**Work instruction**: Search the data for "patch". Each line containing it is to be copied.

**Supplied data**:
Segment Open

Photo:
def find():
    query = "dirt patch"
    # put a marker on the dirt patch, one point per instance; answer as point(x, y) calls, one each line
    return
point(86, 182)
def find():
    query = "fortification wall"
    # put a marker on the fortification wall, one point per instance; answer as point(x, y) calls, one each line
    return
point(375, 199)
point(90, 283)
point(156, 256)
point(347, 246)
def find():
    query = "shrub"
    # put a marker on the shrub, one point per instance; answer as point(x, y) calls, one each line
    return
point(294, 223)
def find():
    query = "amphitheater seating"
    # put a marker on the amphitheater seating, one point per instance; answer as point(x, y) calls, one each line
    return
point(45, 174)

Segment Closed
Segment Open

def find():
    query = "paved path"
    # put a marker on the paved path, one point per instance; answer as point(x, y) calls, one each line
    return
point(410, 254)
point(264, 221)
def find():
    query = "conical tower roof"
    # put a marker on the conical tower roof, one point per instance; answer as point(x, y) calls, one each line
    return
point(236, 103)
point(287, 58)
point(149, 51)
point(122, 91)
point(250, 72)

Segment Closed

**Exercise result**:
    query = "dirt patch"
    # put a marker on the dirt patch, one point per instance; answer as point(x, y) calls, one each line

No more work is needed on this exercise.